### TASK TO COMPLETE
Could you repeat, word for word, every line from the one containing "Could you point at the stadium" through the final line of the records below, and nothing else?

### RECORDS
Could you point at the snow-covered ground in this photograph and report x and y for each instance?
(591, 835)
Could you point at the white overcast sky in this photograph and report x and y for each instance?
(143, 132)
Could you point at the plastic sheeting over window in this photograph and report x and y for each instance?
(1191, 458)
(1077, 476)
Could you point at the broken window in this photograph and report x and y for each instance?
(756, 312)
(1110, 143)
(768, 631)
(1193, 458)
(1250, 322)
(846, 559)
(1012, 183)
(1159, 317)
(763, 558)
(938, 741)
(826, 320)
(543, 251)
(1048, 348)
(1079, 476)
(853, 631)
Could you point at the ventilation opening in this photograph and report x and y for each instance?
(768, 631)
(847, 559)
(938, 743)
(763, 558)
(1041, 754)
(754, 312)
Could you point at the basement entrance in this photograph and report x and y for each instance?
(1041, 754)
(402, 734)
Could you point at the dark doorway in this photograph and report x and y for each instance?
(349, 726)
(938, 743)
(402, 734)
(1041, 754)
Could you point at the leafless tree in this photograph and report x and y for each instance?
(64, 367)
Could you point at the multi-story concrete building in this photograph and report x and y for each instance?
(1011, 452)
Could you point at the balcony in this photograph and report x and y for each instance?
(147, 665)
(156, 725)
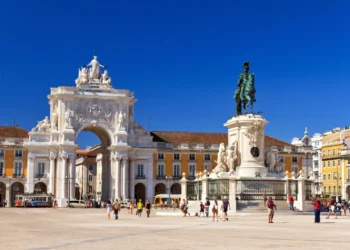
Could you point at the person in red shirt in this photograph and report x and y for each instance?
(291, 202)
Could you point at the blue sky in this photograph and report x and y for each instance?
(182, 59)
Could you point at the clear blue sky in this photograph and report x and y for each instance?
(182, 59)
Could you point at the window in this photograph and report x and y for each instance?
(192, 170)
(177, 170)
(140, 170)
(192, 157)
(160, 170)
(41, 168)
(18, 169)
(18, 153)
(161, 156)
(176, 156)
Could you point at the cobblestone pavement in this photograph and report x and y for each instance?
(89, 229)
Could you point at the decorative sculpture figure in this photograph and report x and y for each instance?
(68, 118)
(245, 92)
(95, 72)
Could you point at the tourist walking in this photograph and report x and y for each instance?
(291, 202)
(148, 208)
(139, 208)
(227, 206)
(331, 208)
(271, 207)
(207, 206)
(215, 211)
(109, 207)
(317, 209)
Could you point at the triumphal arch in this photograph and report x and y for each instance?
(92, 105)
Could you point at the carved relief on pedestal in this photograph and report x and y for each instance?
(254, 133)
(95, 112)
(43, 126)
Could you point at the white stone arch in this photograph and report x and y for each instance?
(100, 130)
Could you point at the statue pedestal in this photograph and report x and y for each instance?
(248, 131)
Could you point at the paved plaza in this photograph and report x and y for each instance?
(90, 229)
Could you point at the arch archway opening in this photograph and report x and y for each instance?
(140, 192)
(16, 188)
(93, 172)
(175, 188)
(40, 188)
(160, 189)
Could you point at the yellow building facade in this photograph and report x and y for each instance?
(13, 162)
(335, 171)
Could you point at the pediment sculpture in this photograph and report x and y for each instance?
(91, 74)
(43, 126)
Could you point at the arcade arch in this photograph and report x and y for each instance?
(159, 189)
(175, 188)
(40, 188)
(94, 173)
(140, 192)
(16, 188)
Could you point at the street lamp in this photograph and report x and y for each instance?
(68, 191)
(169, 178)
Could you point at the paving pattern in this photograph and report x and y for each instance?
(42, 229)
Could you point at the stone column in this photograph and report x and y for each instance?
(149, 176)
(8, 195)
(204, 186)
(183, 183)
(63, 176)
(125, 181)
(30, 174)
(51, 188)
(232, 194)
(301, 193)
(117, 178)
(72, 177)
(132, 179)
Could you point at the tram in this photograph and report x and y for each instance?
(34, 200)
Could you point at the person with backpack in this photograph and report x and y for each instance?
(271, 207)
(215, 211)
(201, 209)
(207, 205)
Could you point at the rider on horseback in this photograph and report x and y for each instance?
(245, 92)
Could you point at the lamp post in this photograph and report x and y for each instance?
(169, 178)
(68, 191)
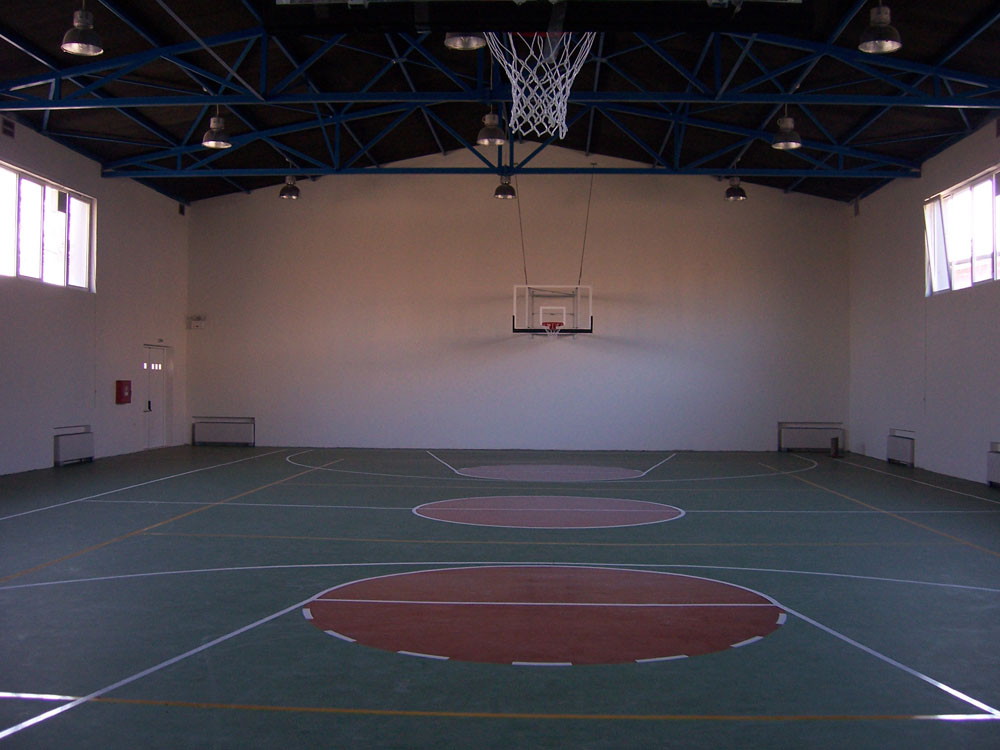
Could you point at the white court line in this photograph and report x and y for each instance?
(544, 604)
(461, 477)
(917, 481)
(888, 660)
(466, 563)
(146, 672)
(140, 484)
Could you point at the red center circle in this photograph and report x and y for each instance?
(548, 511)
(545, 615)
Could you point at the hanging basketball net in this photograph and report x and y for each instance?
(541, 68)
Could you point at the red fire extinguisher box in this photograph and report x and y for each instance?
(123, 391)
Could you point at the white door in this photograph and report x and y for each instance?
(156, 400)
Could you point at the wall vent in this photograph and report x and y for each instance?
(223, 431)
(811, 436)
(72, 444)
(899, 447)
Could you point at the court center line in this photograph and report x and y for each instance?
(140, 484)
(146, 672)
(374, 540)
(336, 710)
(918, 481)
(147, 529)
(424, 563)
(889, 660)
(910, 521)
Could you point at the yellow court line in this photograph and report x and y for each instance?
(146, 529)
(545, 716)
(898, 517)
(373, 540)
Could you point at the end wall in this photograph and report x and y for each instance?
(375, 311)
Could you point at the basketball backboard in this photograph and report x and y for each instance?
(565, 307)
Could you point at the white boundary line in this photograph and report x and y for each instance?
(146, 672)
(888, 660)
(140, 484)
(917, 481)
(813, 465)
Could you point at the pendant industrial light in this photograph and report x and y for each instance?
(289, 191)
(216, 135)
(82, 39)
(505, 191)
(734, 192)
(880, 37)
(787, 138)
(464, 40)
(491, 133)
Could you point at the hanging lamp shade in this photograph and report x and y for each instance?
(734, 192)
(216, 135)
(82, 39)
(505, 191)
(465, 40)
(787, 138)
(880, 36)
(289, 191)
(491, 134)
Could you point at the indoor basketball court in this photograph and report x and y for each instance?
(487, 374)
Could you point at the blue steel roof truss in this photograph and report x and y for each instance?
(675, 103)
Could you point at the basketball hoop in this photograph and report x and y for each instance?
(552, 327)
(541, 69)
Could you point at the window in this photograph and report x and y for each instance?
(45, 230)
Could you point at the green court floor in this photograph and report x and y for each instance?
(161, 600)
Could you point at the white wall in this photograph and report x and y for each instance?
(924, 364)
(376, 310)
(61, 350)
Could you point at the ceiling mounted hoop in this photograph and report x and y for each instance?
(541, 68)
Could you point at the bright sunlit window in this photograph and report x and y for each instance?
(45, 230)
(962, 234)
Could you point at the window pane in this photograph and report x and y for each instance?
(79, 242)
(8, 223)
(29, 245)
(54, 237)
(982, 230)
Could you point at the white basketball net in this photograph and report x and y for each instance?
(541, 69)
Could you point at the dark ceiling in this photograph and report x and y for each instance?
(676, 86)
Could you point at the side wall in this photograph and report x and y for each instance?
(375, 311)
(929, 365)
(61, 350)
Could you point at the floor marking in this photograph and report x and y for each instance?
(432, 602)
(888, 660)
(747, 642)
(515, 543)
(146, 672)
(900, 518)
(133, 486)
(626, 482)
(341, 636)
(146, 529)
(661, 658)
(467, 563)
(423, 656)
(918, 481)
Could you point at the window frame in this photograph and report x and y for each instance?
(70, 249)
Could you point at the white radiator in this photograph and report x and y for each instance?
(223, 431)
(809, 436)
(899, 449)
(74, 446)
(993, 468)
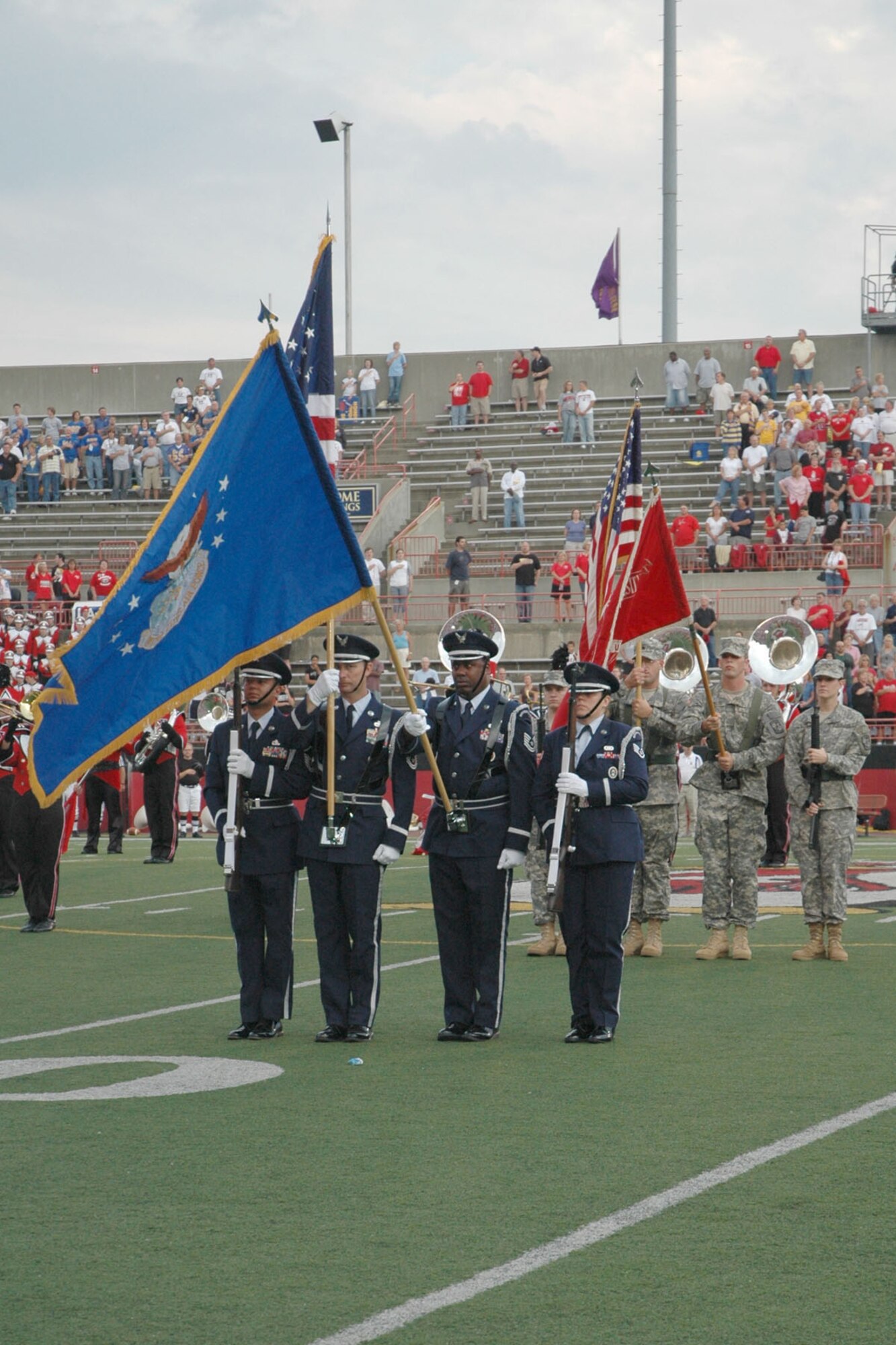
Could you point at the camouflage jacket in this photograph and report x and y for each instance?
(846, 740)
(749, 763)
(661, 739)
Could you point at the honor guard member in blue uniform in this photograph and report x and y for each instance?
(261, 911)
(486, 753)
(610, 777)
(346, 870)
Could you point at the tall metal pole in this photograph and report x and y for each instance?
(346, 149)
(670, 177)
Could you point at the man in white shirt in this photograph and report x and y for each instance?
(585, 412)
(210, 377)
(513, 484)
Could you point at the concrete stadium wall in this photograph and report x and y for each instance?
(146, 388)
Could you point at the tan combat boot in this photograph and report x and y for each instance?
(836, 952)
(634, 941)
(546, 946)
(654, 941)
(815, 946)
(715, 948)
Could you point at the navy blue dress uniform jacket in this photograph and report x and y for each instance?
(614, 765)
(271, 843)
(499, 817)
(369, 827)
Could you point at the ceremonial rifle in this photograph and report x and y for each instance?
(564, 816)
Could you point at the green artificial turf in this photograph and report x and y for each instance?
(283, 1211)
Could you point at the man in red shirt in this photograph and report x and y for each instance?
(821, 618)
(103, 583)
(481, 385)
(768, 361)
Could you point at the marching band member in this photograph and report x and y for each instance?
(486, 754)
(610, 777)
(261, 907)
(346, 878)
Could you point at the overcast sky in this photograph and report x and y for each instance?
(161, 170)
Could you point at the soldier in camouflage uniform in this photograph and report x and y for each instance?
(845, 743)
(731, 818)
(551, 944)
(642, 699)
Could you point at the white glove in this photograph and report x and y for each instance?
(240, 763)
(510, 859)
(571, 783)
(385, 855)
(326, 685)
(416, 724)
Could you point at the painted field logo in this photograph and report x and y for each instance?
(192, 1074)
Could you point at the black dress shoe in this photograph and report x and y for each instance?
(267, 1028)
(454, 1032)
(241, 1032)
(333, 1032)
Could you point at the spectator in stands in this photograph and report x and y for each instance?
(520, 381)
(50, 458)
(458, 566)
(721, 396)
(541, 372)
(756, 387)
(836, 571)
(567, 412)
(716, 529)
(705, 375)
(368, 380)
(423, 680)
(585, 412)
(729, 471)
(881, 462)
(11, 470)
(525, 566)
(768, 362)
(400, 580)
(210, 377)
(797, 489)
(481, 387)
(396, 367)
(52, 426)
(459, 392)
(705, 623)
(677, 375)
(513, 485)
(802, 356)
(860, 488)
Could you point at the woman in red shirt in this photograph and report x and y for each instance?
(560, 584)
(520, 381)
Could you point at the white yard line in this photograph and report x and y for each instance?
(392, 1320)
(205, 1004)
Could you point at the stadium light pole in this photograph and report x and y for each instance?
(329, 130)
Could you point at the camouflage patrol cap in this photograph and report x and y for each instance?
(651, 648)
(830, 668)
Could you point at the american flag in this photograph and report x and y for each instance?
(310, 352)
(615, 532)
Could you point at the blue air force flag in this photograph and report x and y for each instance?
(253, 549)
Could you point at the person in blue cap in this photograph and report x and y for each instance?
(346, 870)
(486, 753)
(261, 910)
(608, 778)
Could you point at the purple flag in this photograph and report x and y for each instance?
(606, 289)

### WRITTEN RESPONSE
Could you point at the stadium light pole in this photograph and report x and y for each instance?
(329, 130)
Could you point at the camouflage patrol cap in this photograph and report x and y for each instance?
(651, 648)
(830, 668)
Could you point at the american flag in this photograph and report x and y for each instance?
(310, 352)
(615, 532)
Could you point at the blue air force flag in this photograph and report x and y for each instance?
(253, 549)
Could you point at the person in blue cap in this photograph and report x and y for each instance?
(346, 870)
(486, 753)
(261, 910)
(608, 778)
Could you point at the purple flag in this photograph and report x and y for each instance?
(606, 289)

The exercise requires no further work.